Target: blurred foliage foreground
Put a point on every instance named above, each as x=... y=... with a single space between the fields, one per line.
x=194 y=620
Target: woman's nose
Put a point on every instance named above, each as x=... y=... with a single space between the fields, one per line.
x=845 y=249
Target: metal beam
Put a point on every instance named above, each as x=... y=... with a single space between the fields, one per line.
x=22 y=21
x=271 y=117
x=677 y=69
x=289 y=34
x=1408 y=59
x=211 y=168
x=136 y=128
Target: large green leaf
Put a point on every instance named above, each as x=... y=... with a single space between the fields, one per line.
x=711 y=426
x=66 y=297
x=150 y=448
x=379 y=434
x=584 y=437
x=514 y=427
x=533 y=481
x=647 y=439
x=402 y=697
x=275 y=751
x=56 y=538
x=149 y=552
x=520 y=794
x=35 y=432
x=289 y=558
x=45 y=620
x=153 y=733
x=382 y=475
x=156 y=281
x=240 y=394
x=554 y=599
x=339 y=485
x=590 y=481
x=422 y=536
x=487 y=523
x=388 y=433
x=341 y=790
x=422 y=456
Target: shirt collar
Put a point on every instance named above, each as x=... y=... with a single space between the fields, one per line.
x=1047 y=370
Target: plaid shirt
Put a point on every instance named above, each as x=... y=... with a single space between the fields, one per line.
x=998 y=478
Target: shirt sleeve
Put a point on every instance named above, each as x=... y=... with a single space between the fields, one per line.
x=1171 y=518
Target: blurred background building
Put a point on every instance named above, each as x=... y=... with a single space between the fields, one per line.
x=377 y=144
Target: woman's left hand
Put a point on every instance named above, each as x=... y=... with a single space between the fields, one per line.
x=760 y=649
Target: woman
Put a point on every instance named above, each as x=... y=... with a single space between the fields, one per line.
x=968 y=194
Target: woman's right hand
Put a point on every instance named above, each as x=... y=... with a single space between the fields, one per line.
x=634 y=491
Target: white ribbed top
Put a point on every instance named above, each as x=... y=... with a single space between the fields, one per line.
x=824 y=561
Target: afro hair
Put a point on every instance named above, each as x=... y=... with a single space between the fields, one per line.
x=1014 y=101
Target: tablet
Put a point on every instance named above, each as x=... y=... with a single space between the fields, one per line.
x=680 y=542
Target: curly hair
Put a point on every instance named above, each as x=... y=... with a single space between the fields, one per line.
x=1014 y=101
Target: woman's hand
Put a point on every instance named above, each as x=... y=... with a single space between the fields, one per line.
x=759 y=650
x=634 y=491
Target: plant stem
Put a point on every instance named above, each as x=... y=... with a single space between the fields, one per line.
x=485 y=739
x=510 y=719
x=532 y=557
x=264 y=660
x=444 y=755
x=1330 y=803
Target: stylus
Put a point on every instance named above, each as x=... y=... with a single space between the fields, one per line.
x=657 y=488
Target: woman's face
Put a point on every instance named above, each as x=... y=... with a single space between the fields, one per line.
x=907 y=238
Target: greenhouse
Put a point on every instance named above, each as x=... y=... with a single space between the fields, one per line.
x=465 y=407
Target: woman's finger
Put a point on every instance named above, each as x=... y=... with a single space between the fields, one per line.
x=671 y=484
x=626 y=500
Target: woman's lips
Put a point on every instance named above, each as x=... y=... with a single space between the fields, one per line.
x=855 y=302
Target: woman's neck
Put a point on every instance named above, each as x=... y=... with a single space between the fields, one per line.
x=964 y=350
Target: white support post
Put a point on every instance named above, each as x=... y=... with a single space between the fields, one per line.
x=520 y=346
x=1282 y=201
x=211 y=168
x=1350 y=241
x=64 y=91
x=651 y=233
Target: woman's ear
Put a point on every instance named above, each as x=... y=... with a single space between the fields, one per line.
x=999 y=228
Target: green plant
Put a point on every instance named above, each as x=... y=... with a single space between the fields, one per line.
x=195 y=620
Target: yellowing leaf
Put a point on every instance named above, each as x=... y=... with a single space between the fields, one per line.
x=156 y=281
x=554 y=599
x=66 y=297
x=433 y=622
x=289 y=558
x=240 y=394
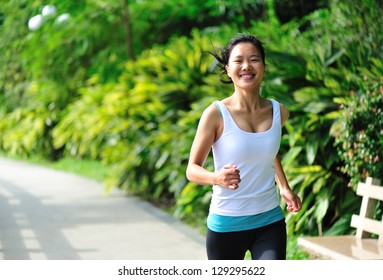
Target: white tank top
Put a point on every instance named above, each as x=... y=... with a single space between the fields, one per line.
x=254 y=154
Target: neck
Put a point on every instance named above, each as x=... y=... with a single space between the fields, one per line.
x=249 y=100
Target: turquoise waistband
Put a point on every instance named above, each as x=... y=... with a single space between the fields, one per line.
x=219 y=223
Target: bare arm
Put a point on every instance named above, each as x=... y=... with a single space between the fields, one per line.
x=294 y=203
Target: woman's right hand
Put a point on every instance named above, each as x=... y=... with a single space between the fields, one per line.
x=229 y=177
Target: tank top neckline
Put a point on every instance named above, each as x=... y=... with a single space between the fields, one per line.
x=248 y=132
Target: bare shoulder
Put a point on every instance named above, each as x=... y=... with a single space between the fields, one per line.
x=284 y=113
x=211 y=121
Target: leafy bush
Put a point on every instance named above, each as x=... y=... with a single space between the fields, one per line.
x=359 y=134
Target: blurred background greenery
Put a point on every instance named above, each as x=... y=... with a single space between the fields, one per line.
x=123 y=83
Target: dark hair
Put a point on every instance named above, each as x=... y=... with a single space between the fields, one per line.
x=224 y=55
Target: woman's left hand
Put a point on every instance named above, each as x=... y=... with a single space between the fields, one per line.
x=293 y=201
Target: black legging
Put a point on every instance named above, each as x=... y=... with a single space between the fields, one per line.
x=264 y=243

▶ [Exercise requirements]:
Recast the lines of the listing, from its first line through the line containing "x=136 y=128" inclusive, as a Markdown table with the columns "Index" and "Line Text". Give each line its own numbered row and omit blank lines.

▶ [Written response]:
| Index | Line Text |
|---|---|
| 1 | Target: blurred foliage foreground |
| 2 | Put a point on every instance named above, each as x=... y=... with a single space between the fields, one per line. |
| 3 | x=194 y=620 |
| 4 | Target: woman's nose |
| 5 | Put a point on every instance named above, each as x=... y=... with a single space between the fields, one per line. |
| 6 | x=845 y=249 |
| 7 | Target: metal beam |
| 8 | Put a point on every instance named above, each as x=... y=... with a single space between the fields, one per line. |
| 9 | x=22 y=21 |
| 10 | x=271 y=117 |
| 11 | x=677 y=69 |
| 12 | x=289 y=34 |
| 13 | x=1408 y=59 |
| 14 | x=211 y=168 |
| 15 | x=136 y=128 |